**TO BE DONE**
Lines before the one containing "the wood front" are excluded; retype that line and all remaining lines of the material exactly.

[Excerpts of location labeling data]
···
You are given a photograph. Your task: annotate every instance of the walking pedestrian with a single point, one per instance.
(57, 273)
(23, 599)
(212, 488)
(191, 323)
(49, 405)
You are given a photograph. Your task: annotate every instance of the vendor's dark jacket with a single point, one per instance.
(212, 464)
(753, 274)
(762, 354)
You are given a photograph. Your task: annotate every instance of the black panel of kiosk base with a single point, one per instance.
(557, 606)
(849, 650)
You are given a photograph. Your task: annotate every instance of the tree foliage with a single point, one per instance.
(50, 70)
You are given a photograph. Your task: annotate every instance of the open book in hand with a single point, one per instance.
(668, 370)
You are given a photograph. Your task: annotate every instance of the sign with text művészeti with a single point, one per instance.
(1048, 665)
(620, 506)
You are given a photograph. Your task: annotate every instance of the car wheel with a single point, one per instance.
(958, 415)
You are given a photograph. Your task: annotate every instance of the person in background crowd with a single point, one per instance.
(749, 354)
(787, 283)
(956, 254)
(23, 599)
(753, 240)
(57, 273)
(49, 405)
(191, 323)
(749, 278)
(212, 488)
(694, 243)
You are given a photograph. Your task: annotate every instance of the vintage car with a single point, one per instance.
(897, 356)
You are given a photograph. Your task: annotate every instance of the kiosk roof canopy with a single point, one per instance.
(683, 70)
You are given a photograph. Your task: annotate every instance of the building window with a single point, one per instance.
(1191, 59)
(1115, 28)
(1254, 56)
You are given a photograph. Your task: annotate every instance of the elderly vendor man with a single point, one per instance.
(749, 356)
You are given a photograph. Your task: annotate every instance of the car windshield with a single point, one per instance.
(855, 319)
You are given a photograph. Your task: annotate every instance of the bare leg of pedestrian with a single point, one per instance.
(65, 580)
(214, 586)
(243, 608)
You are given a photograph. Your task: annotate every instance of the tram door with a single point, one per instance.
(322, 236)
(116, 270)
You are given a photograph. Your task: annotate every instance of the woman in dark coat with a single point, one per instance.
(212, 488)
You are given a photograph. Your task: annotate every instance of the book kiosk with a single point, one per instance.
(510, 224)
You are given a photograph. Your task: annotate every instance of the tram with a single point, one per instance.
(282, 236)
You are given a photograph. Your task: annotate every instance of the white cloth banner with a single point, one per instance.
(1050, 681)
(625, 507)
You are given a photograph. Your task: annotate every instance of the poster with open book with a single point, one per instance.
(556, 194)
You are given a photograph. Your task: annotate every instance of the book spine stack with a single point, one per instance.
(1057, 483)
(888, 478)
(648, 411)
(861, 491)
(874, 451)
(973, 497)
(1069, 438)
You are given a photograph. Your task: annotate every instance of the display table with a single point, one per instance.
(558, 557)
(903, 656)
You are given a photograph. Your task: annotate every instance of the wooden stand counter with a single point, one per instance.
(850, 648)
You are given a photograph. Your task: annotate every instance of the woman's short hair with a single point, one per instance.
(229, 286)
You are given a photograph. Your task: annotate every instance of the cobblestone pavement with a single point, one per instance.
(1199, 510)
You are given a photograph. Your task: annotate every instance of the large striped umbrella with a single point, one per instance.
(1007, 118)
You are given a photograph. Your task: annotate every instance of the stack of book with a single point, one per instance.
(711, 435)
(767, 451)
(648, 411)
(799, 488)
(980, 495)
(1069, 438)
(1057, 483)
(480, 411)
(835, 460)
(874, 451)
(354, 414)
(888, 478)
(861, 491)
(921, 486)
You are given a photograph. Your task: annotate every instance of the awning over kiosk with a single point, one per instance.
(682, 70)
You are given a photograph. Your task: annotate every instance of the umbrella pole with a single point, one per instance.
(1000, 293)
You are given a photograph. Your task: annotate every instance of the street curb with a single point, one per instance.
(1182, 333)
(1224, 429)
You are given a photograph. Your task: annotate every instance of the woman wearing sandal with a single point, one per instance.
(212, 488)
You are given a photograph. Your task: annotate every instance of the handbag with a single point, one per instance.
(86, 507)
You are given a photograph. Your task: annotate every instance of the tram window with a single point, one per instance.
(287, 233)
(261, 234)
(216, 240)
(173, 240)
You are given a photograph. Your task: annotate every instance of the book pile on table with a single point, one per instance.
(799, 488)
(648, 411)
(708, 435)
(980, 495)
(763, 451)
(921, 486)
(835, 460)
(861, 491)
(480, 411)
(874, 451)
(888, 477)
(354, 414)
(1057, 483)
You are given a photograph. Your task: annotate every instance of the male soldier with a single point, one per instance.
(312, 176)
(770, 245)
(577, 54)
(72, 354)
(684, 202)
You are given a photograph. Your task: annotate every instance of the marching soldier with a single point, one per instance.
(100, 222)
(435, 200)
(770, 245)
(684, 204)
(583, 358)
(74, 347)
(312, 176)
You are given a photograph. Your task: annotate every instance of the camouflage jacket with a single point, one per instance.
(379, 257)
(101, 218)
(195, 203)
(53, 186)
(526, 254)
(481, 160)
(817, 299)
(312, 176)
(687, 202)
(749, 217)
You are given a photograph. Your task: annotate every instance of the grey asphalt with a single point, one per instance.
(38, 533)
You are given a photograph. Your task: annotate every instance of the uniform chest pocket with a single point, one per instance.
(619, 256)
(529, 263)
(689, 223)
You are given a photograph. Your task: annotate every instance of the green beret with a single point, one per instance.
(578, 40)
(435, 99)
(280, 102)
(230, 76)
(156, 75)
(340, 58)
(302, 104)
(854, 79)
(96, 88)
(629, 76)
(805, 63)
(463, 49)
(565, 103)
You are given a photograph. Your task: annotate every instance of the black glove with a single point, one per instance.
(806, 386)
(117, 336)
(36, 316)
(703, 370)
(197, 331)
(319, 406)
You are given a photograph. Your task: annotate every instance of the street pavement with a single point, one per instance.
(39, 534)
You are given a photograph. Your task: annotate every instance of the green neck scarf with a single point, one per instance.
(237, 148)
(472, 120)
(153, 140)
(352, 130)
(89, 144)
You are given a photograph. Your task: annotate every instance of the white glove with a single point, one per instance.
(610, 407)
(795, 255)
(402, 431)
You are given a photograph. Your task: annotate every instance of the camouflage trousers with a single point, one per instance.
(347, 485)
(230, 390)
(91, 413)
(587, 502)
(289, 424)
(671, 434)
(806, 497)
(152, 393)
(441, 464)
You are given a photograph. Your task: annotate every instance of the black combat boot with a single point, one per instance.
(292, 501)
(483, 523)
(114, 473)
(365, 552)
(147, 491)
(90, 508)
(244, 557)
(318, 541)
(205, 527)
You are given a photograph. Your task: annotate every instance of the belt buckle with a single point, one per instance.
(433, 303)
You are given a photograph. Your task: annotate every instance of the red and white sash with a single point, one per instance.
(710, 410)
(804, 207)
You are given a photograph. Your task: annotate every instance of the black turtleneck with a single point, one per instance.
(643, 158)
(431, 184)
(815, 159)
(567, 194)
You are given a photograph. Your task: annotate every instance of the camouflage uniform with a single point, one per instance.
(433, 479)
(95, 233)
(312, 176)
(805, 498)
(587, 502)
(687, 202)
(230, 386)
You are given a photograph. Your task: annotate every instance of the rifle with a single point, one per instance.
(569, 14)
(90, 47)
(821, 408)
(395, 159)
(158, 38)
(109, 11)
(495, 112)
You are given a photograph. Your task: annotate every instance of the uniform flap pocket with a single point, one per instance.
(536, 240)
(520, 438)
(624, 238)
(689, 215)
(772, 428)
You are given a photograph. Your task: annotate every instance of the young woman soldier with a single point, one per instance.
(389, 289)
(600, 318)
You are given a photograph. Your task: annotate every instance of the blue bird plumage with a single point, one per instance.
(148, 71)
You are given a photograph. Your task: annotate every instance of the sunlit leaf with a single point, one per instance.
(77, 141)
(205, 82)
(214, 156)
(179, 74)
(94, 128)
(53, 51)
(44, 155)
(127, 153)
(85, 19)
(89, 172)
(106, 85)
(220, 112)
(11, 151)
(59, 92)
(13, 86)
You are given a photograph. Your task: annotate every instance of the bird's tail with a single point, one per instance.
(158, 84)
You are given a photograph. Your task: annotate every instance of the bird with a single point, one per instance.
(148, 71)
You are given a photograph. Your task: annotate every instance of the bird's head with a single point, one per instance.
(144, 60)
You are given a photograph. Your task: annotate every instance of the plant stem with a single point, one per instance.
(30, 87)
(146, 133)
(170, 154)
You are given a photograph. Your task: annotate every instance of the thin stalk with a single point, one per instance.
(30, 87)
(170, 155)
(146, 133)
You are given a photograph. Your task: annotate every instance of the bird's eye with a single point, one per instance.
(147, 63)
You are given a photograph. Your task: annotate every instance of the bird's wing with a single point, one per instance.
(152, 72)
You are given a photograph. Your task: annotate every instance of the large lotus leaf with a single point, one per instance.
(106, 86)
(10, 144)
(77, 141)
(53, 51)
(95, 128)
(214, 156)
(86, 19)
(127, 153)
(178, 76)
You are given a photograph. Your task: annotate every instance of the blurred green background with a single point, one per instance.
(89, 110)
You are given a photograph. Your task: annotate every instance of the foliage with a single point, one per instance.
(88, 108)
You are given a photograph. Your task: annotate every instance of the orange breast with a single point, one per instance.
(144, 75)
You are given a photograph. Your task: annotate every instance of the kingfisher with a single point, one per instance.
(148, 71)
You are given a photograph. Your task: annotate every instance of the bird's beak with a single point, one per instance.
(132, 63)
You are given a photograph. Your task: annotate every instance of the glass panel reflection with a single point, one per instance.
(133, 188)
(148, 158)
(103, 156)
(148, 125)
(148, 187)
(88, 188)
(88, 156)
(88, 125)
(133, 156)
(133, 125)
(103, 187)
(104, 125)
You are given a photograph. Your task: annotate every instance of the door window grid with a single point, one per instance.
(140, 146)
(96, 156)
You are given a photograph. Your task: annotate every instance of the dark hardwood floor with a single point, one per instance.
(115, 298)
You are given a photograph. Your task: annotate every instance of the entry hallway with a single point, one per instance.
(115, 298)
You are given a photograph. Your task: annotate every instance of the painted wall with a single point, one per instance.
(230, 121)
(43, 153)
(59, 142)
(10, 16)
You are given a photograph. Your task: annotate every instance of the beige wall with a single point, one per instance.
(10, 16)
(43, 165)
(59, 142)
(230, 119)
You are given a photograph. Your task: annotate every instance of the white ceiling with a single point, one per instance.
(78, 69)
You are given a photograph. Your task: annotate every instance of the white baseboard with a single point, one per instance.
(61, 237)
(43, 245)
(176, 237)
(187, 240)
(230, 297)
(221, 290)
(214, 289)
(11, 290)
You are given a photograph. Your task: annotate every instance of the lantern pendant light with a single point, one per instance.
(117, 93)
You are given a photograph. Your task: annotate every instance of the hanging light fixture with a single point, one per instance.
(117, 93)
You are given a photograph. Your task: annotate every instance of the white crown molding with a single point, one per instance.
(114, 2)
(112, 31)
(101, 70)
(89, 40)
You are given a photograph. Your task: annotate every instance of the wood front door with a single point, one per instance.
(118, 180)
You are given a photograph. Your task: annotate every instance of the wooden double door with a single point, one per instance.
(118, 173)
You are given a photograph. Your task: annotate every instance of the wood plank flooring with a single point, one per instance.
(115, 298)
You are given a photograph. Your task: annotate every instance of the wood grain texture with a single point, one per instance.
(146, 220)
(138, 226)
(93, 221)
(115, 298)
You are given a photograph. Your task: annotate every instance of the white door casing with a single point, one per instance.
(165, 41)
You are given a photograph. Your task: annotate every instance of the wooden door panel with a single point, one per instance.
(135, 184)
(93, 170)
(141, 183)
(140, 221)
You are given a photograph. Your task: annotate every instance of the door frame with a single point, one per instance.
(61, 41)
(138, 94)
···
**RESULT BELOW**
You are given a photograph. Your task: annotate every instance of the wood front door with a single point, one per instance.
(118, 180)
You are given a photograph. Your task: annotate every instance of the wooden double door with a single point, one per instance.
(118, 173)
You are given a photograph. Your task: annotate every instance of the wood plank flooring with a single point, one per instance.
(115, 298)
You are given a photograph. Your task: annotate every instance of the wood grain texture with a single point, one per instance.
(146, 220)
(138, 226)
(93, 221)
(115, 298)
You are given a photograph. Your task: annotate every instance of the white door casing with a single point, one per instance.
(165, 41)
You are given a photograph. Your task: annotate every instance of the wooden door panel with a single point, one per instance.
(135, 184)
(93, 170)
(141, 183)
(140, 221)
You are given a photograph. Your task: annotate every instance of the door frame with a single point, one per instance.
(61, 41)
(138, 94)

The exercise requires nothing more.